• **EXERCISE REQUIREMENTS**
Your response should be the complete listing, returned exactly as written.

▼

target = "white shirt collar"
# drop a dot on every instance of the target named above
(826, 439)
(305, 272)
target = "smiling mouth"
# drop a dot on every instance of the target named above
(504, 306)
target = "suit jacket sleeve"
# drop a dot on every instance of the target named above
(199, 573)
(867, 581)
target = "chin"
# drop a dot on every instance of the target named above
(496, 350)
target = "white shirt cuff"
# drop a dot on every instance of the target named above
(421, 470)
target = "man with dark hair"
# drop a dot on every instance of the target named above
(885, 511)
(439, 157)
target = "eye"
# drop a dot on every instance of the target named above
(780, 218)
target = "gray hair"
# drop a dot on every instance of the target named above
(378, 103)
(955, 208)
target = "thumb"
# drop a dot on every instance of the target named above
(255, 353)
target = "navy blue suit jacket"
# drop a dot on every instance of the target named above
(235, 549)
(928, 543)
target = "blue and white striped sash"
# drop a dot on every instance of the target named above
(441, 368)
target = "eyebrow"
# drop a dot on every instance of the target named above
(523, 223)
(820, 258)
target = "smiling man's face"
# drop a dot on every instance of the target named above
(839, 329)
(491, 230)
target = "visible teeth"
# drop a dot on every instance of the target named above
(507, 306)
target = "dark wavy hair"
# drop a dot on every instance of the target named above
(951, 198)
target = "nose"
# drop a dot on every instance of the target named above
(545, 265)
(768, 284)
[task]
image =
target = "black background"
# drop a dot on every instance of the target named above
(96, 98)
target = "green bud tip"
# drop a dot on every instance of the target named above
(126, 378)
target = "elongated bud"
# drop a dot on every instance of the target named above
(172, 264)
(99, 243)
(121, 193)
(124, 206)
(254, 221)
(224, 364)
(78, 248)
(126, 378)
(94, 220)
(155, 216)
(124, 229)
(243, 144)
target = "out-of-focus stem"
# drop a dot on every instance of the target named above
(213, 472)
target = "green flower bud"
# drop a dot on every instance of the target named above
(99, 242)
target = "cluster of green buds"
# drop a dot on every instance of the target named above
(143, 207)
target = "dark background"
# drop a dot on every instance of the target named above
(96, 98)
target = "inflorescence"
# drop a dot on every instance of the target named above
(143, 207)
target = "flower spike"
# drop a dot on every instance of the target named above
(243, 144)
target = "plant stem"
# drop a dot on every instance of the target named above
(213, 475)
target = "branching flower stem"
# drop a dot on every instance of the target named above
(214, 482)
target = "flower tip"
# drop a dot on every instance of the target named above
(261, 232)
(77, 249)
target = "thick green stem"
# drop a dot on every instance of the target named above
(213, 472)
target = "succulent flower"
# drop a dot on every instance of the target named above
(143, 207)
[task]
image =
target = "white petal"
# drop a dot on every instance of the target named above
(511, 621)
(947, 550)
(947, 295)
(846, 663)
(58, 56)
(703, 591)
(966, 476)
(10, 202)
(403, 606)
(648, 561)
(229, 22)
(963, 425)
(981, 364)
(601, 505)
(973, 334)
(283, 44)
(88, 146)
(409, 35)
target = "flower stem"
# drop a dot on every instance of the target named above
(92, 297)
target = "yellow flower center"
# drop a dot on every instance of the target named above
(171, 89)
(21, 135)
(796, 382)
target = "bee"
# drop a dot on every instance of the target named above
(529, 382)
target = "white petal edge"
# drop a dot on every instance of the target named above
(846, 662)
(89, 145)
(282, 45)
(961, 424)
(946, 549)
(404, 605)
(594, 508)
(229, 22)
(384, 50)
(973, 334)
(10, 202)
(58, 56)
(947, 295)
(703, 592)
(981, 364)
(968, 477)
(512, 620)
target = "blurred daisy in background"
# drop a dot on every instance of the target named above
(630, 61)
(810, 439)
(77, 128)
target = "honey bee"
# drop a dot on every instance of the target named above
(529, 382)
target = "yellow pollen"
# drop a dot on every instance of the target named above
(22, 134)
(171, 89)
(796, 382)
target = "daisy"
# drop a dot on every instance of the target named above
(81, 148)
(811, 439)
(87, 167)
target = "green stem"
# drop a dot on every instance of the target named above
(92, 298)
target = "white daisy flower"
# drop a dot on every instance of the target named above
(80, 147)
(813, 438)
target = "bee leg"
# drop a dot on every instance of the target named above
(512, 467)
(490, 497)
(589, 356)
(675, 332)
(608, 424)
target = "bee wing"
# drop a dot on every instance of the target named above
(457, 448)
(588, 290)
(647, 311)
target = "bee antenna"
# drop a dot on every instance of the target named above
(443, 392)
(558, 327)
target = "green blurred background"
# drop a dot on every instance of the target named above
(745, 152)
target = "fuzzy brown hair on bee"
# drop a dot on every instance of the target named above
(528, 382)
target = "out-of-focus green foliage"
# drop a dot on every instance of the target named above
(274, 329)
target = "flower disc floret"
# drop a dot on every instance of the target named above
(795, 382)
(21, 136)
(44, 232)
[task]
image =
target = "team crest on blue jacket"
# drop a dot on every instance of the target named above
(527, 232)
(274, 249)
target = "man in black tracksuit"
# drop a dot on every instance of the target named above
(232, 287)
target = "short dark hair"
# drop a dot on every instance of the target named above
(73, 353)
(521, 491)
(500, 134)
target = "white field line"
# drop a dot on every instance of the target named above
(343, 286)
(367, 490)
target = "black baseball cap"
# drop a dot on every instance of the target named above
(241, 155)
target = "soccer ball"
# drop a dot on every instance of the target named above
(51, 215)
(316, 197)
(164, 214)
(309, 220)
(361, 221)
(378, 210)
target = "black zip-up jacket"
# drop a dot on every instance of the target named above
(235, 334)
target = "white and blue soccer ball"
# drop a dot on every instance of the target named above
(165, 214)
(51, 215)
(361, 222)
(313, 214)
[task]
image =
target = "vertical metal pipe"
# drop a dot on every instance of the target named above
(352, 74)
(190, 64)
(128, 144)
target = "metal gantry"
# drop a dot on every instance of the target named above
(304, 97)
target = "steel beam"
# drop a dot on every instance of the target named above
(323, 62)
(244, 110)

▲

• **SOLUTION FOR THIS TASK**
target = "white shirt collar"
# drop a dot on every instance of the target named above
(826, 439)
(305, 272)
target = "smiling mouth"
# drop a dot on every instance of the target named above
(504, 306)
target = "suit jacket sleeve"
# drop a dot on every instance of the target named above
(199, 573)
(867, 581)
target = "chin"
# drop a dot on every instance of the target named above
(496, 350)
target = "white shirt cuff"
# drop a dot on every instance of the target named above
(421, 470)
target = "man with dark hair"
# drop a dot on every instance of the target named above
(885, 511)
(439, 157)
target = "eye"
# drop a dot on every instance of the target named above
(780, 218)
target = "gray hair"
# drop a dot on every instance of the target named above
(378, 103)
(955, 208)
target = "thumb"
# drop a dot on every instance of the target named above
(255, 353)
target = "navy blue suit jacket"
# drop a dot on every instance of the target named above
(235, 549)
(928, 543)
target = "blue and white striped sash"
# drop a dot on every instance of the target named above
(441, 368)
target = "eyebrow"
# drop a dot on every instance of the target named above
(523, 223)
(820, 258)
target = "smiling man's face"
# drop a dot on every instance of the target named above
(839, 329)
(491, 230)
target = "visible teeth"
# drop a dot on every instance of the target named above
(507, 306)
target = "dark wavy hair"
# drop a dot on every instance of the target named above
(951, 198)
target = "nose"
# drop a dot on every instance of the target named above
(545, 265)
(768, 284)
[task]
image =
target = "black background"
# drop a dot on every instance of the target named above
(96, 98)
target = "green bud tip"
# drop a dot on every instance of the target named above
(126, 378)
target = "elongated bud"
# drop a dot on every instance of the target named above
(172, 264)
(99, 243)
(121, 193)
(124, 206)
(254, 221)
(224, 364)
(78, 248)
(126, 378)
(94, 220)
(155, 216)
(124, 229)
(243, 144)
target = "out-of-focus stem"
# drop a dot on every instance of the target named above
(213, 472)
target = "green flower bud"
# drop a dot on every instance of the target named above
(99, 242)
target = "cluster of green buds"
# drop a dot on every instance of the target named above
(143, 207)
target = "dark background"
# drop a dot on every instance of the target named above
(96, 98)
target = "inflorescence"
# drop a dot on every instance of the target named above
(143, 207)
target = "flower spike"
# drop a dot on every instance of the target named above
(243, 144)
target = "plant stem"
# drop a dot on every instance of the target named above
(213, 475)
target = "branching flower stem"
# drop a dot on every instance of the target named above
(214, 482)
target = "flower tip"
# drop a dot on every instance of the target named above
(261, 232)
(77, 249)
target = "thick green stem"
# drop a dot on every instance of the target named above
(213, 472)
target = "succulent flower"
# drop a dot on every instance of the target named above
(143, 207)
[task]
image =
target = "white petal"
# drop a dot on every instance of the target named above
(511, 621)
(947, 550)
(947, 295)
(846, 663)
(58, 56)
(703, 591)
(966, 476)
(10, 202)
(403, 606)
(648, 561)
(229, 22)
(963, 425)
(981, 364)
(601, 505)
(973, 334)
(283, 44)
(88, 146)
(409, 35)
target = "flower stem"
# drop a dot on every instance of the target named above
(92, 297)
target = "yellow flower center"
# drop a dot on every instance of the target named above
(171, 89)
(21, 135)
(796, 382)
target = "bee"
# drop a dot on every instance of the target named above
(529, 382)
target = "white petal edge"
# drop a dot on every instance of the target named above
(846, 662)
(89, 145)
(282, 45)
(961, 424)
(946, 549)
(404, 605)
(594, 508)
(229, 22)
(384, 50)
(973, 334)
(10, 202)
(58, 56)
(947, 295)
(703, 592)
(981, 364)
(968, 477)
(512, 620)
target = "blurred daisy in background"
# drop a dot on every instance of the target named above
(630, 61)
(810, 439)
(77, 128)
target = "honey bee"
# drop a dot on every instance of the target named above
(529, 382)
target = "yellow pollen"
# drop a dot on every instance of the target named above
(22, 134)
(171, 89)
(796, 382)
target = "daisy"
# drop a dot on every instance of the target named above
(81, 148)
(811, 439)
(87, 167)
target = "green stem"
# drop a dot on every instance of the target named above
(92, 298)
target = "white daisy flower"
# drop a dot on every instance of the target named above
(80, 147)
(813, 438)
target = "bee leg"
# drop a dot on every instance of the target named above
(512, 467)
(490, 497)
(589, 356)
(675, 332)
(608, 424)
target = "bee wing"
# drop a dot on every instance of the target named above
(457, 448)
(588, 290)
(647, 311)
target = "bee antenna"
# drop a dot on every instance of the target named above
(443, 392)
(558, 327)
target = "green blurred background"
# drop a dot on every instance of the target named above
(745, 152)
target = "fuzzy brown hair on bee"
# drop a dot on every instance of the target named above
(528, 382)
target = "out-of-focus green foliage"
# drop a dot on every instance of the target named above
(274, 329)
target = "flower disc floret"
# drop a dot on every instance of the target named above
(795, 382)
(21, 136)
(44, 232)
[task]
image =
target = "team crest on blue jacket"
# drop a dot on every instance of the target named above
(527, 232)
(274, 249)
target = "man in black tracksuit"
# drop a dot on every instance of the target named above
(232, 287)
target = "short dark hair"
# drop a dot on every instance of the target named above
(73, 353)
(521, 491)
(500, 134)
target = "white field line"
# drop a dot on every instance of the target named above
(343, 286)
(367, 490)
target = "black baseball cap"
# drop a dot on every instance of the target named above
(241, 155)
target = "soccer ball"
# drop a dot on every instance of the target named above
(51, 215)
(316, 197)
(164, 214)
(309, 220)
(361, 221)
(378, 210)
target = "black zip-up jacket"
# drop a dot on every instance of the target named above
(235, 334)
target = "white and blue soccer ball"
# drop a dot on every instance of the target named above
(165, 214)
(51, 215)
(361, 222)
(313, 214)
[task]
image =
target = "vertical metal pipe"
# drop a dot on every instance of the target named above
(352, 74)
(190, 64)
(128, 144)
target = "metal gantry"
# drop a dot on every instance of the target named above
(304, 97)
target = "steel beam"
# drop a dot on every instance of the target named above
(323, 62)
(244, 110)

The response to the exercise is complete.